> [Materials provided]:
** Begin **

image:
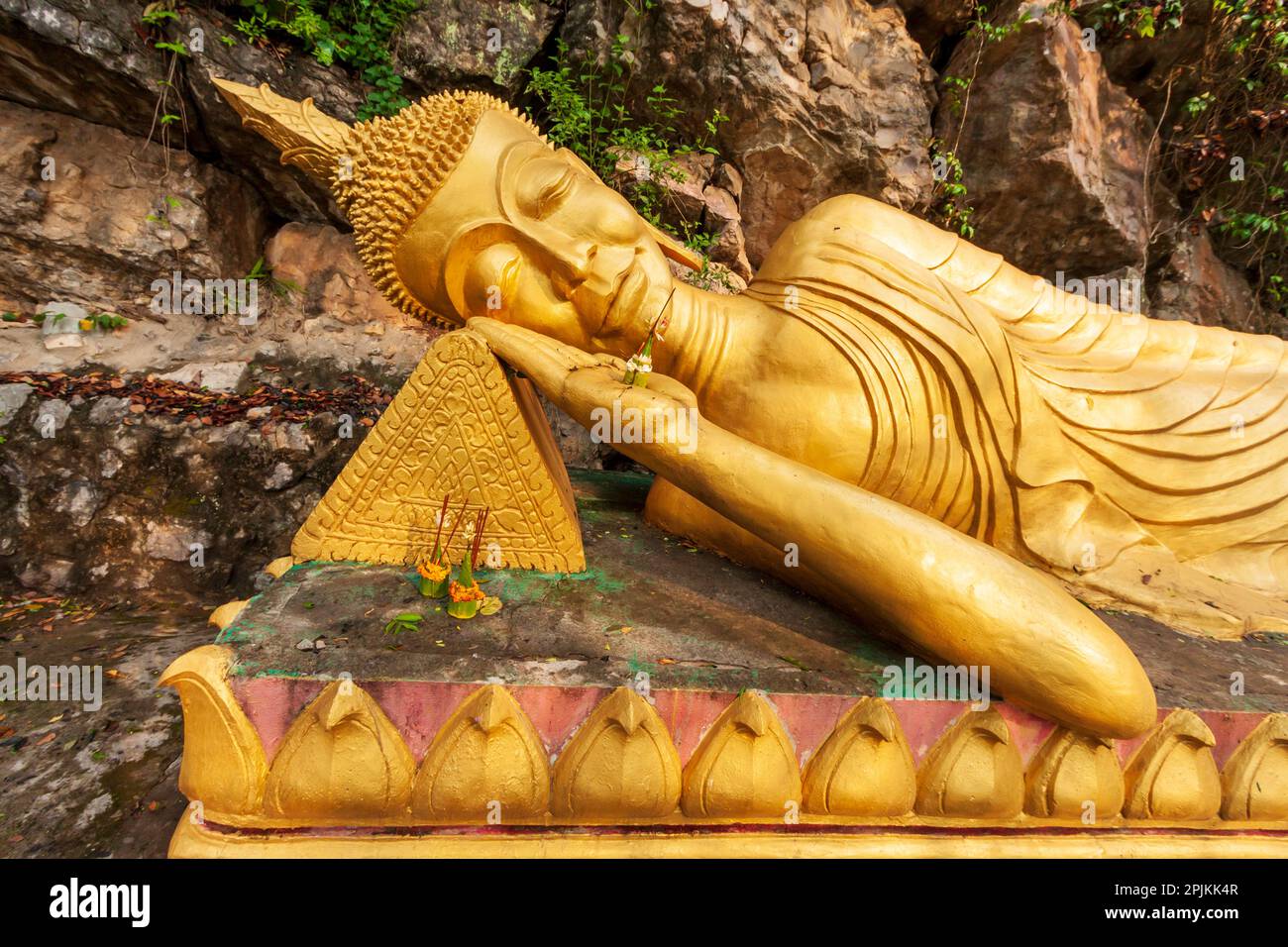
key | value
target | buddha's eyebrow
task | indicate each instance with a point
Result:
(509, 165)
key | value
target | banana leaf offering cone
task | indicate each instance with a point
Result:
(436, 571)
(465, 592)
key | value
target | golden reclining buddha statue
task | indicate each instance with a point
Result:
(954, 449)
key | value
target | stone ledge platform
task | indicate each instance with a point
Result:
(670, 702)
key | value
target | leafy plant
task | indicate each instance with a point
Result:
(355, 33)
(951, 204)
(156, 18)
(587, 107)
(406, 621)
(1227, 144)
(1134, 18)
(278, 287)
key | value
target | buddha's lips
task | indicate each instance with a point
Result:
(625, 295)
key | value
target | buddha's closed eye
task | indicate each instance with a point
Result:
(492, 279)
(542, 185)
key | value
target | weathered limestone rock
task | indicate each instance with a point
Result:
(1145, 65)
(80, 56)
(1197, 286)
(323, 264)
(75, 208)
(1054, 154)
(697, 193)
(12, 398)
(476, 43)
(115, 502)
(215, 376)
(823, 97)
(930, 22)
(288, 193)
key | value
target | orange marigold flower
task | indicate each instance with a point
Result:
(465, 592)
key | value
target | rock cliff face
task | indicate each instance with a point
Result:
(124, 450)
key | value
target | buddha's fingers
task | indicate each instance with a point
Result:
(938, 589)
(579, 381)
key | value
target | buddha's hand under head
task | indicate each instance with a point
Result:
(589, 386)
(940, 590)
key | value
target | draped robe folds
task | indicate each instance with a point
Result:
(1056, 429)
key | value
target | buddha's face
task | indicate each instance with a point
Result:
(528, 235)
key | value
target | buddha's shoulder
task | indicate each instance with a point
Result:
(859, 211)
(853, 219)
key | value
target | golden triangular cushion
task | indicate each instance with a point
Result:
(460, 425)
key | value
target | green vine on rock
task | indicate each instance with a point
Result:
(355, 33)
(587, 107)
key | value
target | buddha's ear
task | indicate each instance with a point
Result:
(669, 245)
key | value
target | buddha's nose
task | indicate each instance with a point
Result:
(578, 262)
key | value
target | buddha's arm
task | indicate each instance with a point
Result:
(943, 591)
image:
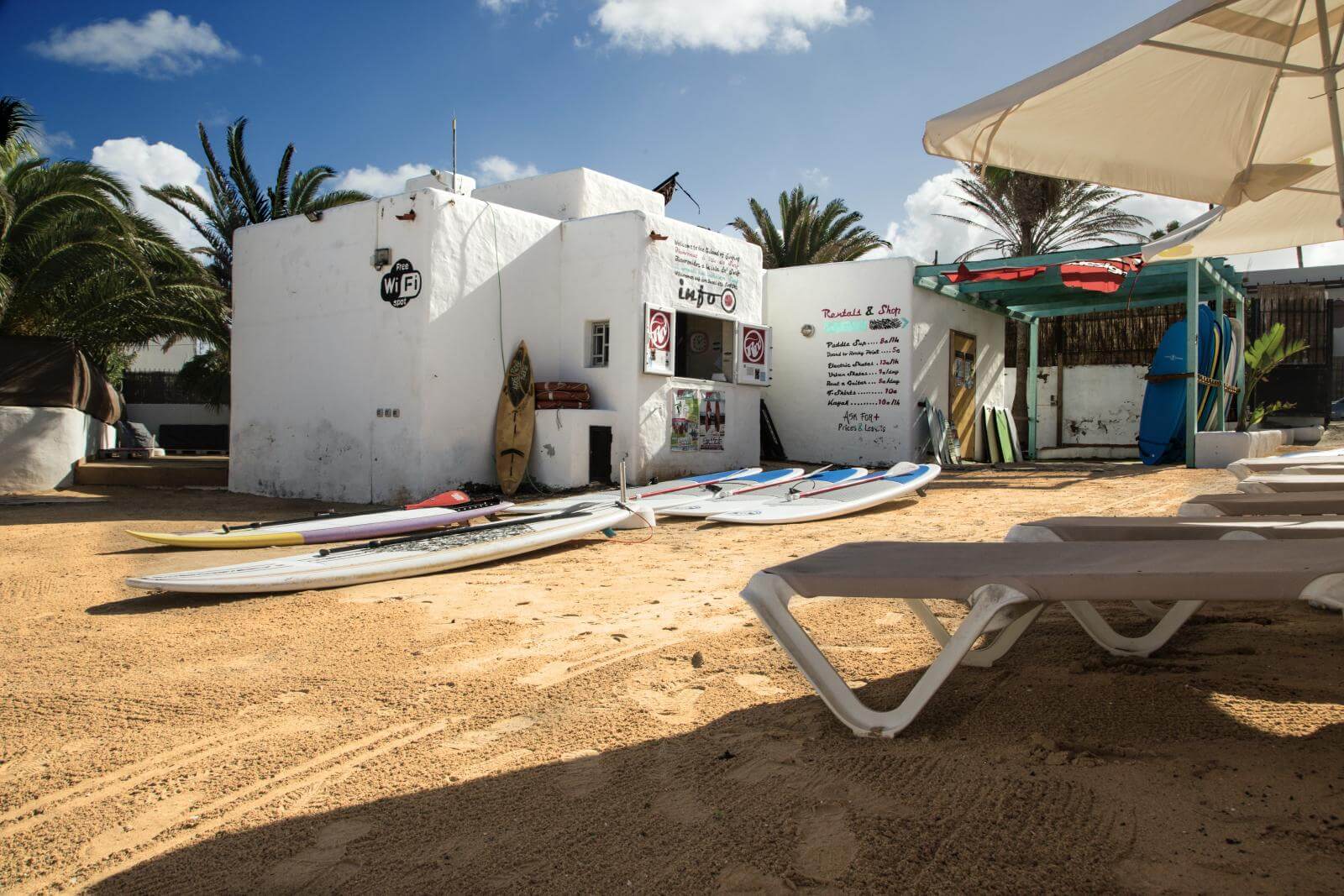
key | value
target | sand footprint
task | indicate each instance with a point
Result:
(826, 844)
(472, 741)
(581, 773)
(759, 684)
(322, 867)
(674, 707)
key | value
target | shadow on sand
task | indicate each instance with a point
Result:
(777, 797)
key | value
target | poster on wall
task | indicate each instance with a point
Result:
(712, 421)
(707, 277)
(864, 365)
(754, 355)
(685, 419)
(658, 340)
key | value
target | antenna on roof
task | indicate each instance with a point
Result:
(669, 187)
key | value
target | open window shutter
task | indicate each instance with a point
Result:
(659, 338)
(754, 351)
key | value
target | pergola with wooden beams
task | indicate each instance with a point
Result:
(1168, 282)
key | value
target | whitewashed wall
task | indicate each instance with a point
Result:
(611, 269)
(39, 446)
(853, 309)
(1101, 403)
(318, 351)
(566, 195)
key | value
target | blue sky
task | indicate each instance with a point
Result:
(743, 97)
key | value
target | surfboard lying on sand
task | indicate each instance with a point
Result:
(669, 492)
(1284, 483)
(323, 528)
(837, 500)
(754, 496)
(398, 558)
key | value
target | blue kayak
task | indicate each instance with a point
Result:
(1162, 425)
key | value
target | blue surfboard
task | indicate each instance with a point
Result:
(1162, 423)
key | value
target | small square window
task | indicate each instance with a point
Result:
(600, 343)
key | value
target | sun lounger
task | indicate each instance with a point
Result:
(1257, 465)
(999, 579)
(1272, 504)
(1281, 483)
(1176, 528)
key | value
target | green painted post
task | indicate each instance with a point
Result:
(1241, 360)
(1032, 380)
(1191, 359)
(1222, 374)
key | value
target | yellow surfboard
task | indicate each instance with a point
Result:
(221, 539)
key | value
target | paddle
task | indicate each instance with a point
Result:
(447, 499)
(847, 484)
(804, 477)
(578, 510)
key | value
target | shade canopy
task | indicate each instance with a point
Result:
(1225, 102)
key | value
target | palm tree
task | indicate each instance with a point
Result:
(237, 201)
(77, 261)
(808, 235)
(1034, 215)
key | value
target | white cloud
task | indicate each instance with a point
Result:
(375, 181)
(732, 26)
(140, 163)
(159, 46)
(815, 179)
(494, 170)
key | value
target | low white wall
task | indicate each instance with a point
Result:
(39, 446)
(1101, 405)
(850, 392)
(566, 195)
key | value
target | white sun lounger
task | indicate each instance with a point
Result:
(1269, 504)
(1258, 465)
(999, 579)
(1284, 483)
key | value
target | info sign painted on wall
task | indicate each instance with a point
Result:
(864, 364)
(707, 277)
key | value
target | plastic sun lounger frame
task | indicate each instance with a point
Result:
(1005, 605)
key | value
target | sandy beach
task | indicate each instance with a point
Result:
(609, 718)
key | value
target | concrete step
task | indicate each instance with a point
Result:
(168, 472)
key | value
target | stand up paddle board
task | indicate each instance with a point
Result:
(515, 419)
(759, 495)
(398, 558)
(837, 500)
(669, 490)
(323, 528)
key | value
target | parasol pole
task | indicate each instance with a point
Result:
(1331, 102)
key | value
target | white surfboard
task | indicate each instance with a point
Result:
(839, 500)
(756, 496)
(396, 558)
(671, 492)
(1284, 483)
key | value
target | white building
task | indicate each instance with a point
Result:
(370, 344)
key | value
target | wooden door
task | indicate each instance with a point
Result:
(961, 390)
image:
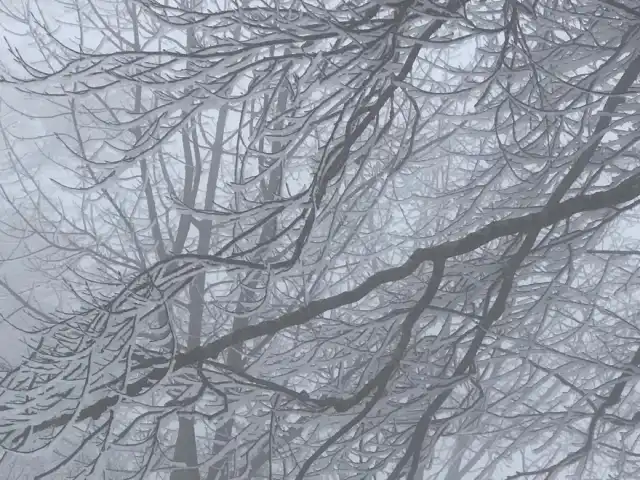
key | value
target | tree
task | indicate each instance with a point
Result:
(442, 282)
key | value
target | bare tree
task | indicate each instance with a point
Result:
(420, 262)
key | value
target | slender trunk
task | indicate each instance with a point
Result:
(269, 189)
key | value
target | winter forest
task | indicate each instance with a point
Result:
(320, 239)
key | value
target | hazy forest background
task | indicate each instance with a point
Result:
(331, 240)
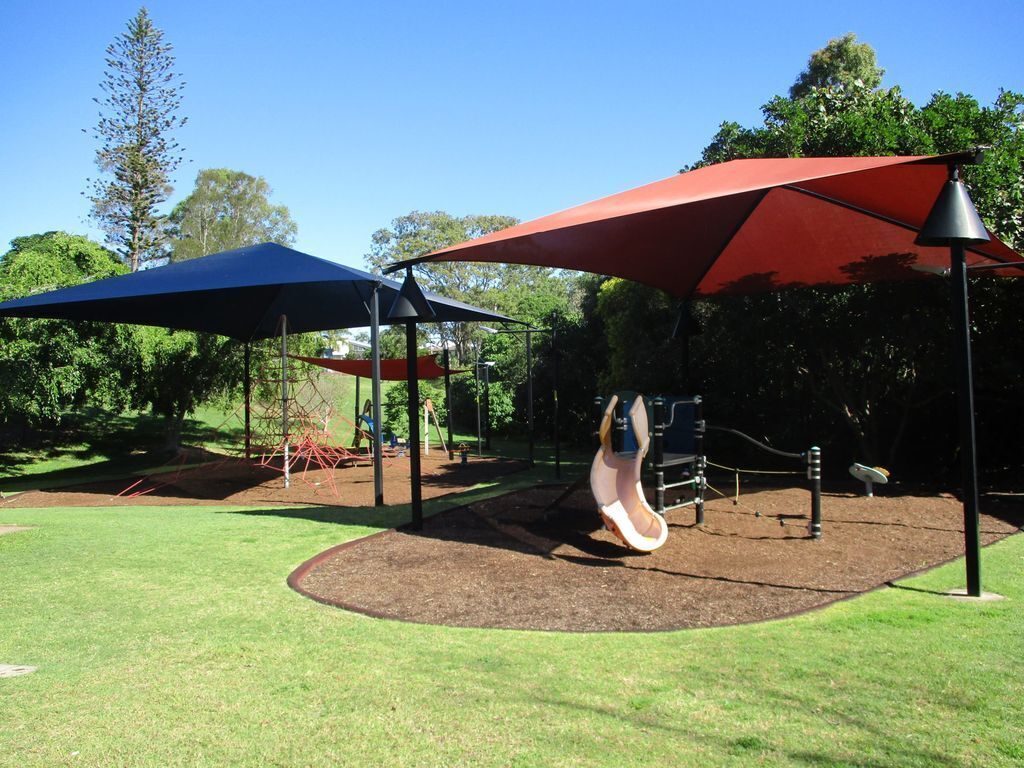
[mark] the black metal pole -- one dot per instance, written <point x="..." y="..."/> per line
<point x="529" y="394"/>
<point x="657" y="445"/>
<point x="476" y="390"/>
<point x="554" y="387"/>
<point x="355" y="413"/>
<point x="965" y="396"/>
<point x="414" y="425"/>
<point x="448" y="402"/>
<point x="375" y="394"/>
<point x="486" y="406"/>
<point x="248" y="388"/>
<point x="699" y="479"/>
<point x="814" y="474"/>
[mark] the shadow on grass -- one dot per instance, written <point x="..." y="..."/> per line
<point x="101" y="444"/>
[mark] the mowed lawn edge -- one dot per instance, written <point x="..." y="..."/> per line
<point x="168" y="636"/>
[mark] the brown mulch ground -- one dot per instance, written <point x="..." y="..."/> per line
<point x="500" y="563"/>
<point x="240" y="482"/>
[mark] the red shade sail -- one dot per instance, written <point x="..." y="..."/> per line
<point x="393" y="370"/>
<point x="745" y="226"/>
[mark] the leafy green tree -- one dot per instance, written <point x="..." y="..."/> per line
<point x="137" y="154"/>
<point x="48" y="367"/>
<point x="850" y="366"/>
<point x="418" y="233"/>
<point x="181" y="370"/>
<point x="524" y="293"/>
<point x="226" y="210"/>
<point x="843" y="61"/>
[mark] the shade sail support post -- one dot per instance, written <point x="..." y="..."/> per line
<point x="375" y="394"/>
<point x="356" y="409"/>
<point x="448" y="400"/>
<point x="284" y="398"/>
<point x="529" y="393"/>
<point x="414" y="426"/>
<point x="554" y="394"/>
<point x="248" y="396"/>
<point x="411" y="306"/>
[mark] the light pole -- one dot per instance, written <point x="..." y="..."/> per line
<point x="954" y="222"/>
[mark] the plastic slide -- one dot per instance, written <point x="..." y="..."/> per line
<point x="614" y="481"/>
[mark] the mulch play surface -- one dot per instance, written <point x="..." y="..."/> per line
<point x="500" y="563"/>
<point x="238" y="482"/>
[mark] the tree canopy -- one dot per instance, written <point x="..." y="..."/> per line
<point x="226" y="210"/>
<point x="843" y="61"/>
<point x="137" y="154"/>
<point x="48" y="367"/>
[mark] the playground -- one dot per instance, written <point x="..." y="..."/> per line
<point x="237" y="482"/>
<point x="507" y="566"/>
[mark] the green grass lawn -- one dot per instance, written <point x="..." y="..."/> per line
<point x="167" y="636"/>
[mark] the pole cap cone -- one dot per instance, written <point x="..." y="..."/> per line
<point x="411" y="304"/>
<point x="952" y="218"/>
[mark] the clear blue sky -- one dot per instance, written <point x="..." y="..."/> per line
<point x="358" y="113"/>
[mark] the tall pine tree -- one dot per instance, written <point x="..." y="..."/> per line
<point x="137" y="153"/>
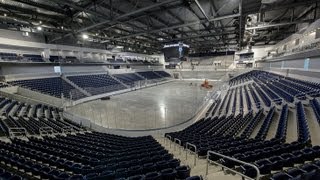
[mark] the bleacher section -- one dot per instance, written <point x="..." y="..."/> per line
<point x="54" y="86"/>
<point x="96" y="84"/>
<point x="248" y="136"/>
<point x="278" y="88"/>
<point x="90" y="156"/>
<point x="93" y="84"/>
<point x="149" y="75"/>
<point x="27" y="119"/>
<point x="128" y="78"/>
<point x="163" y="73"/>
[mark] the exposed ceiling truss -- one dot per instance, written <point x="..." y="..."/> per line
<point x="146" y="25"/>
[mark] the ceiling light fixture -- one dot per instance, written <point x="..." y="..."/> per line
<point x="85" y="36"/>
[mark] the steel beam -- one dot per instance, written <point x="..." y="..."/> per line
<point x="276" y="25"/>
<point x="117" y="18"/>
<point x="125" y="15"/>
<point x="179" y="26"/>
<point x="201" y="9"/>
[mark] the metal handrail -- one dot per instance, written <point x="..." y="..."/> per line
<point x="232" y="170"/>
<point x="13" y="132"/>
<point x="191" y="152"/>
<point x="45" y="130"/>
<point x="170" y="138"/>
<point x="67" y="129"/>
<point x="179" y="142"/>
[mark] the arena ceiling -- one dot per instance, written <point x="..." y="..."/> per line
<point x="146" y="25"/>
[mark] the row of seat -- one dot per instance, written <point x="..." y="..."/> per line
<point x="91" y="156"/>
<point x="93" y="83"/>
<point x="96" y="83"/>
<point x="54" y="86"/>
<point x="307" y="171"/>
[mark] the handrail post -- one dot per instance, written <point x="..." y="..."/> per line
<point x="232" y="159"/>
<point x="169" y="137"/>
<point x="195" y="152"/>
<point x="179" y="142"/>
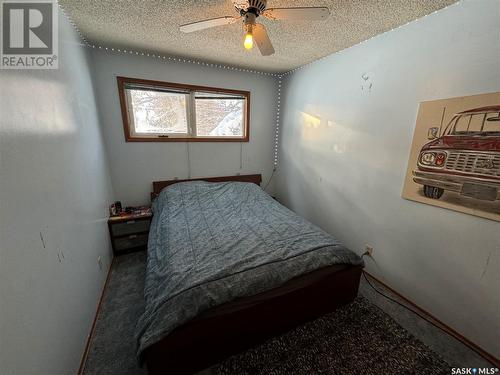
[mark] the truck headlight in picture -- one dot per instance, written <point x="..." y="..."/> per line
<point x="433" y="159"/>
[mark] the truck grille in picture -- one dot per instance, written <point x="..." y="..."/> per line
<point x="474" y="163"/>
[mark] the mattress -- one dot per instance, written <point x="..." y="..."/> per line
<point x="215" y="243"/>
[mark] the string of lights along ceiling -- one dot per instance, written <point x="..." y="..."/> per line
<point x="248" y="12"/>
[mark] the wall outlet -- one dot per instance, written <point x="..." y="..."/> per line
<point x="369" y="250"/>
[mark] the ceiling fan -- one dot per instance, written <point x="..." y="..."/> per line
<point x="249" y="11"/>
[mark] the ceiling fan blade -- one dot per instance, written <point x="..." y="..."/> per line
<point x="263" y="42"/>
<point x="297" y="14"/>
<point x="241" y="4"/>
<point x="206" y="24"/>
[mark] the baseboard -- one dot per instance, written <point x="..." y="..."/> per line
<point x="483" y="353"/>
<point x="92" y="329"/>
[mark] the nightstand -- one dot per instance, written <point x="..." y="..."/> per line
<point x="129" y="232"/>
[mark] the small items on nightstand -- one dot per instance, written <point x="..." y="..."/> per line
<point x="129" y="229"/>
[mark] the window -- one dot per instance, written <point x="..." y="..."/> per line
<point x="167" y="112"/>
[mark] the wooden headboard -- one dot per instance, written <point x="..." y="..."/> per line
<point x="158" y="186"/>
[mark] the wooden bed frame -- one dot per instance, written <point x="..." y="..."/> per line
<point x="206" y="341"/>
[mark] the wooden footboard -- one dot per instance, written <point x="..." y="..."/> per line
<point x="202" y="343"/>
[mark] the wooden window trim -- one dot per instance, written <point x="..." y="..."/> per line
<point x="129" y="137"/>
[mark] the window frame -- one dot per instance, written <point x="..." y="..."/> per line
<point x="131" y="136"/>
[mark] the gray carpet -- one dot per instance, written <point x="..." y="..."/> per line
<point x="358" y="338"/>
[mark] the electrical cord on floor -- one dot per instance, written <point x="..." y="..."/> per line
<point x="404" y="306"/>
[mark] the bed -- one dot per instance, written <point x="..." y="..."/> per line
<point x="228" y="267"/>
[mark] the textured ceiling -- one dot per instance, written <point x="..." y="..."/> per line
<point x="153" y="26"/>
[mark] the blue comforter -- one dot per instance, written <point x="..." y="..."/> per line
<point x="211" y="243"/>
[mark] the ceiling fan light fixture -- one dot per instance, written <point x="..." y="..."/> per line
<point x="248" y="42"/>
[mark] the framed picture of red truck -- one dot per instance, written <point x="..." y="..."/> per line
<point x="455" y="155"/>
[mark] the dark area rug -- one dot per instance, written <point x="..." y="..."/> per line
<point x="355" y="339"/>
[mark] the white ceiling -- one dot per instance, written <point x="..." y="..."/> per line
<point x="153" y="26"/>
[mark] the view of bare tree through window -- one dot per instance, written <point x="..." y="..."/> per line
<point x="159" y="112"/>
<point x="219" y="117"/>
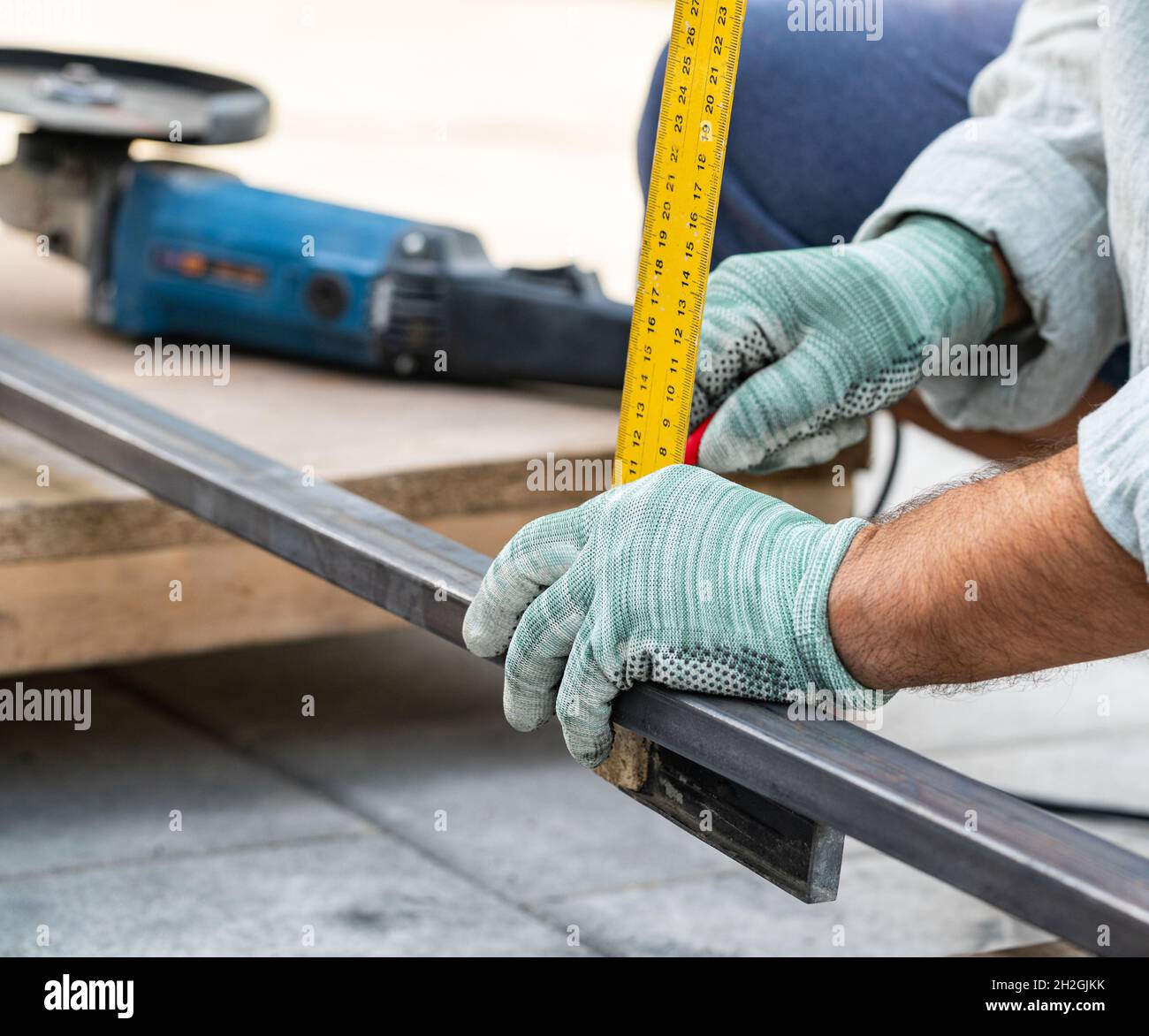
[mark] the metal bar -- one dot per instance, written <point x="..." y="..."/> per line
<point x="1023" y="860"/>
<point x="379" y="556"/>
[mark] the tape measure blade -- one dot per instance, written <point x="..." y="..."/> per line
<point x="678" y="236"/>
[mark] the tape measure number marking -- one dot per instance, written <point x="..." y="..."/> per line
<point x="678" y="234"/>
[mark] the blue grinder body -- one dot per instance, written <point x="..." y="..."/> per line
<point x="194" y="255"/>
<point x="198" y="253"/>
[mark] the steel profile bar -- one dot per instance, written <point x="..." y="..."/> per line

** End **

> [Requirement]:
Give back exactly the lines that run from the line with "[mark] the metal bar" through the close of the material, counting both ends, and nothing more.

> [Exercise answer]:
[mark] the metal bar -- one dot per instance, written <point x="..." y="..."/> per line
<point x="1023" y="860"/>
<point x="379" y="556"/>
[mark] the tape measure blade -- one dot per instance, written <point x="..." y="..."/> per line
<point x="678" y="236"/>
[mark] the tape measure number marking -- one dot per instance, written <point x="..." y="..."/> per line
<point x="678" y="234"/>
[mark] the blue grinder body -- one dot per instance, written <point x="..." y="..."/> per line
<point x="194" y="255"/>
<point x="198" y="253"/>
[mark] the steel profile bar -- one dot per instance, written <point x="..." y="..."/> per line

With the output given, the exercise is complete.